Alabama Alumni Magazine - March 2003

by Chris Bryant

As a young adult, Sela Ward’s yearning to experience the world beckoned her away from her small-town Southern roots and eventually led her to the glitter of Hollywood. Years later, the Emmy Award-winning actress would feel another pull—this time one that tugged her in the opposite direction, back home. Ward, ’77, chronicles those two journeys, and many steps in between, in her book, Homesick: A Memoir. Ward returned to her alma mater in December to sign copies of the book inside the University Supply Store.

“It’s really a love letter to the South—in many ways—to the values and different pace of the life,” Ward says of her book, published by ReganBooks. “Having lived in big cities all my adult life, I so miss the graciousness and caring and reaching out, that sense of community, that I experienced in the South and still experience.”

Ward, best known for her television roles as Lily Sammler on Once and Again and Teddy Reed onSisters, said the book idea sprang from an appearance on Oprah. Afterward, a publisher contacted Ward. “What came up was this theme in my life of returning home,” she said. “At first, I thought, why don’t we do a coffee table book with lots of pictures. I really had no intentions of delving deep into my life like that.”

It turned into a 257-page account of Ward’s take on home and family. “It’s not an autobiography,” she said. “It’s really more broad strokes of things than anything incredibly personal, but it was hard for me to give even that much. I am really a very private person. The publisher kept saying to me, ‘you can’t write about this perspective of home if you are not giving them your perspective of home.'”

-------

▸ **TO-DO LIST**:
A. According to the magazine article, where did Ward sign copies of her book in December?
B. Repeat word for word the part of the magazine article that starts at "by Chris Bryant" and ends after "University Supply Store.".

▸ **MATERIAL SHOWN**:
-------

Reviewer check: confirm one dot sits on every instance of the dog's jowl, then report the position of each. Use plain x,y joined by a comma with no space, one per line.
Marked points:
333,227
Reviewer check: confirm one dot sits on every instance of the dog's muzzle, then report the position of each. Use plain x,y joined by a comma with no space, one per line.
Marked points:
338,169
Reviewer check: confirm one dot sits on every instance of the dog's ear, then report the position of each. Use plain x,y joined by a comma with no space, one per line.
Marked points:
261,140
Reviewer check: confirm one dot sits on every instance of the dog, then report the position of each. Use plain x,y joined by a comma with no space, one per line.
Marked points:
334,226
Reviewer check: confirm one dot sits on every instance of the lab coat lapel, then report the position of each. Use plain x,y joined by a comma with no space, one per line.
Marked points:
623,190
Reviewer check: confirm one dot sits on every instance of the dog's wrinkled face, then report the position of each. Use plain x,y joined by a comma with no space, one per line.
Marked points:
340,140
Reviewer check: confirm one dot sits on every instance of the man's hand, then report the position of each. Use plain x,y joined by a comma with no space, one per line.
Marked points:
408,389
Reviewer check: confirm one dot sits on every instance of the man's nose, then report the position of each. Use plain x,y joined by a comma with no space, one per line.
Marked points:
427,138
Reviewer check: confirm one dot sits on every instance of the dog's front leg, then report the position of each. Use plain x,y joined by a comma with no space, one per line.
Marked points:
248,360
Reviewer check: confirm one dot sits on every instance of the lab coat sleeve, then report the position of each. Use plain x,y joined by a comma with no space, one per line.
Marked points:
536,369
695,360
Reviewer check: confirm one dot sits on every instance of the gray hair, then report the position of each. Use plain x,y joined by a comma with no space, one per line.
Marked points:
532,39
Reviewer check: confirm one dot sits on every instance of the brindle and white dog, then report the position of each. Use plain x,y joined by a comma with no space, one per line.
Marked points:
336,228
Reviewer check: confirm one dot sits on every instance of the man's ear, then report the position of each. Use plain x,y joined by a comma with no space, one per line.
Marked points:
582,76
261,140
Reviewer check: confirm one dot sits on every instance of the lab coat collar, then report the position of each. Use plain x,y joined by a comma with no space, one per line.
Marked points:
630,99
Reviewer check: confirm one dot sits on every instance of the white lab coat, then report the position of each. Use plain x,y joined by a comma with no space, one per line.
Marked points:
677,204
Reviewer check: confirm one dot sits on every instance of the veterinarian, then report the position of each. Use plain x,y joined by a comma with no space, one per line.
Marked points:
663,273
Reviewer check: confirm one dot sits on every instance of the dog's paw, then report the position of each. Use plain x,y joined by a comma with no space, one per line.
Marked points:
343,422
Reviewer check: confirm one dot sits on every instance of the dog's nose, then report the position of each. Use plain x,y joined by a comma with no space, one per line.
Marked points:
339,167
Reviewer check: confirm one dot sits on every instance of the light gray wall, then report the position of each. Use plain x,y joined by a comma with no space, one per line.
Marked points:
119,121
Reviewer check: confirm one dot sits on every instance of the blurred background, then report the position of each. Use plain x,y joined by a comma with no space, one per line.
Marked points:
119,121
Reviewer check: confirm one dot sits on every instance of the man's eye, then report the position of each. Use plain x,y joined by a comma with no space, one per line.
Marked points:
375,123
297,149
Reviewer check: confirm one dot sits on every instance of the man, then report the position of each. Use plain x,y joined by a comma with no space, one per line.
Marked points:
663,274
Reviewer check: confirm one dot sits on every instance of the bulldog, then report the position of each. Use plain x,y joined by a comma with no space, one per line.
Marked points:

-------

▸ **ANSWERS GIVEN**:
A. Inside the University Supply Store.

B.
by Chris Bryant

As a young adult, Sela Ward’s yearning to experience the world beckoned her away from her small-town Southern roots and eventually led her to the glitter of Hollywood. Years later, the Emmy Award-winning actress would feel another pull—this time one that tugged her in the opposite direction, back home. Ward, ’77, chronicles those two journeys, and many steps in between, in her book, Homesick: A Memoir. Ward returned to her alma mater in December to sign copies of the book inside the University Supply Store.